(Quoted passage):
In summary, according to the authors, changes in immune and stress markers that occur very early after stroke onset, explain the high susceptibility of stroke patients to bacterial infections, and are able to predict infectious complications occurring within 2 weeks after stroke. Yet, so far, only two blood-based biomarkers have been identified as independent predictors of outcome and mortality after stroke: the stress marker copeptin and midregional pro-atrial natriuretic peptide.
The authors concluded that blood-based immune and stress markers might identify patients at high risk of post-stroke infections as well as patients with unfavourable outcomes.
A 2013 study reports that (1) only large ischemic and hemorrhagic strokes lead to increased plasma levels of some catecholamine metabolites and cortisol. (2) Extensive lesions are associated with pronounced lymphocytopenia, increased cytokine secretion and a strong acute phase reaction. (3) Signs of bacterial infection including positive culture results or elevated hsPCT increase after cerebrovascular events. (4) Catecholamine and steroid levels were neither independent predictors of lymphocytopenia nor of bacterial infection.

(What you will do):
1 - Answer these questions from the passage on immune and stress markers after stroke:
(a) Which two blood-based biomarkers have so far been identified as independent predictors of outcome and mortality after stroke?
(b) Within what period after stroke are the early marker changes able to predict infectious complications?
(c) According to the 2013 study, which strokes lead to increased plasma levels of some catecholamine metabolites and cortisol?
2 - Write the paragraph that would follow the passage on immune and stress markers after stroke, picking up after its fourth numbered finding.

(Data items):
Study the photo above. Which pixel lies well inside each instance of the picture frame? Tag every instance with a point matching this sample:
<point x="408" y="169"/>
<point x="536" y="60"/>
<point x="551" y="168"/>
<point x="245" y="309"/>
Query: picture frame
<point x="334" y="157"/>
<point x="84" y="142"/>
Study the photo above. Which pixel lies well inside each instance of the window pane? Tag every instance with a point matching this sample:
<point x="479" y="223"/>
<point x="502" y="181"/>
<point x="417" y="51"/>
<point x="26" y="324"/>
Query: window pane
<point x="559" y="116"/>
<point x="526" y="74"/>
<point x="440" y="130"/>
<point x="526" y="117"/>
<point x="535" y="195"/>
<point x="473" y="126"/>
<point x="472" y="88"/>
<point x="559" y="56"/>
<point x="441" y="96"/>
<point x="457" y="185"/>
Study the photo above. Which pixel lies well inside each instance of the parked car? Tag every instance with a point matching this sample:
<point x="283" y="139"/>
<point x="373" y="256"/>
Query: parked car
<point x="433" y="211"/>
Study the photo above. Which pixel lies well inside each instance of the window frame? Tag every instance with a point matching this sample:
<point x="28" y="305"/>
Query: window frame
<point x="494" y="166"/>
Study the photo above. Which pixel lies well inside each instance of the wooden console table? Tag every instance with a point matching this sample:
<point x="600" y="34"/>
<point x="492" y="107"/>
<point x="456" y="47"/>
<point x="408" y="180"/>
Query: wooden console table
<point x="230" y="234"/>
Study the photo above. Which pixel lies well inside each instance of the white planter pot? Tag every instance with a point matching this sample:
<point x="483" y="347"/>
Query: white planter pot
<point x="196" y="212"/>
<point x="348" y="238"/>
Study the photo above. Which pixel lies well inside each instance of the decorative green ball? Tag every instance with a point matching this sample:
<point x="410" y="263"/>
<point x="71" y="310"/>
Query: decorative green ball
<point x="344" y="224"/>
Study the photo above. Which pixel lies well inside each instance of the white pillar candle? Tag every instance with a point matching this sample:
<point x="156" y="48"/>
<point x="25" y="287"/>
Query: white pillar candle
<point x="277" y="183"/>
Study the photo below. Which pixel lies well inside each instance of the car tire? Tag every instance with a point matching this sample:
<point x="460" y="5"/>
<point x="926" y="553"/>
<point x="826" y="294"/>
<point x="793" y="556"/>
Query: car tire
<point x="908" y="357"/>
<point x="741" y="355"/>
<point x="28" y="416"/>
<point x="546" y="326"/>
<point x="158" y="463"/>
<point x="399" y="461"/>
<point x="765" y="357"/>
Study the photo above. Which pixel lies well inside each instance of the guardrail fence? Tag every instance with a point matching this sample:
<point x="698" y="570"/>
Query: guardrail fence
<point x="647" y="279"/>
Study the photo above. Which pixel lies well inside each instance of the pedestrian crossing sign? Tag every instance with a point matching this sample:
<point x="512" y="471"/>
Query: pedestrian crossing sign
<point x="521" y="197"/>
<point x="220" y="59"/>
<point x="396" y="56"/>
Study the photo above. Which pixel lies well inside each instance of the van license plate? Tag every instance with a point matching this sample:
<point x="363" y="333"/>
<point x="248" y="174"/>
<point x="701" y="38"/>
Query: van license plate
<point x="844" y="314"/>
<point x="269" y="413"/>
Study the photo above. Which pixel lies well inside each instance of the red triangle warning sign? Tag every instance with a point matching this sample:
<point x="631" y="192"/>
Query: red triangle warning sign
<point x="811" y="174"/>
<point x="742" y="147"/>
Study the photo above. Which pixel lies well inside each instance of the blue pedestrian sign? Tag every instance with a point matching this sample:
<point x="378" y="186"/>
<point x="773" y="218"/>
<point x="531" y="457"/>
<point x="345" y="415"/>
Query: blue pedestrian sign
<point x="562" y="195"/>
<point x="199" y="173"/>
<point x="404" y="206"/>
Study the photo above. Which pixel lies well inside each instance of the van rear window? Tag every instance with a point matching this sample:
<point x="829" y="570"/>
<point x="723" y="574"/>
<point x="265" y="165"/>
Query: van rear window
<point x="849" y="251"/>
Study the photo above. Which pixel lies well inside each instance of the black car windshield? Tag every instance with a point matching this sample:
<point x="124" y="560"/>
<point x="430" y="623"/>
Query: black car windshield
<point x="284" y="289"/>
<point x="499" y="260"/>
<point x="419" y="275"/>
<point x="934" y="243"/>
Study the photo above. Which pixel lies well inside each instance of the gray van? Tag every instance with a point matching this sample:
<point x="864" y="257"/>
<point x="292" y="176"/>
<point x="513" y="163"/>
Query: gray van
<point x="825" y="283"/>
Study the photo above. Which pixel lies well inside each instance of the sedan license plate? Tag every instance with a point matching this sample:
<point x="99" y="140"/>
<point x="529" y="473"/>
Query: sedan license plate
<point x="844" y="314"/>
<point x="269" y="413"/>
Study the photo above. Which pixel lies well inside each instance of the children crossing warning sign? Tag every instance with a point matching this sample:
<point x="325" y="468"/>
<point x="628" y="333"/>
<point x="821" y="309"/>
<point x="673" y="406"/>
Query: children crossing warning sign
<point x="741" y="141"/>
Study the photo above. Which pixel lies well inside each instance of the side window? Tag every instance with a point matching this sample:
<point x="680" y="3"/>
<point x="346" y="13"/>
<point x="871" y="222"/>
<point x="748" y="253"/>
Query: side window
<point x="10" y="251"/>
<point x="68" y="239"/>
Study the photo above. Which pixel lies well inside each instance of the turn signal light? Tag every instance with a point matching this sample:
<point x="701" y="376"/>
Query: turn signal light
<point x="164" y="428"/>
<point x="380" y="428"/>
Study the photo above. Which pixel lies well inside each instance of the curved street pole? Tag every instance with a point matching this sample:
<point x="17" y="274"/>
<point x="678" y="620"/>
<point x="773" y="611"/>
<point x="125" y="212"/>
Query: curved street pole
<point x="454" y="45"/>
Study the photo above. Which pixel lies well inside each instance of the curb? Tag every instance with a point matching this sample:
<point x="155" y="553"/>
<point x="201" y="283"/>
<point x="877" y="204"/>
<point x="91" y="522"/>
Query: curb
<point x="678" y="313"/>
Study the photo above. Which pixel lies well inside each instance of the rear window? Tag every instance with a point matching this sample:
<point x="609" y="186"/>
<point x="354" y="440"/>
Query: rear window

(Responses by item number):
1 -
(a) The stress marker copeptin and midregional pro-atrial natriuretic peptide.
(b) Within 2 weeks after stroke.
(c) Only large ischemic and hemorrhagic strokes.

2 -
Thus, this study challenges the concept of stress hormone mediated immunodepression after ischemic and hemorrhagic stroke. Stroke severity and lymphocyte number may serve as valuable predictors for early stratification of patients for antibiotic treatment.
A 2019 study prospectively analyzed patients with acute ischemic stroke. ANS was measured using the cross-correlational baroreflex sensitivity (BRS) at admission. The occurrence and cause of in-hospital infections was assessed based on the clinical and laboratory examination. The study found patients with infections had significantly lower BRS.
Of note, previous data have demonstrated that BRS is attenuated whenever sympathetic nervous system activity is enhanced. The authors of this study concluded that decreased BRS was independently associated with infections after ischemic stroke. Autonomic shift may play an important role in increased susceptibility to infections after stroke.
Another 2019 study reports that the high-BRS group had lower rates of complications and stroke recurrence compared to the low-BRS group. The authors of this study found that in contrast to no incidence of acute ischemic stroke (AIS) in patients with high BRS, 10% of the patients with low BRS developed pneumonia and UTI during hospitalization. These data are comparable to the reports in the literature and indicate BRS as an independent predictor for complications of pneumonia and UTI during hospitalization.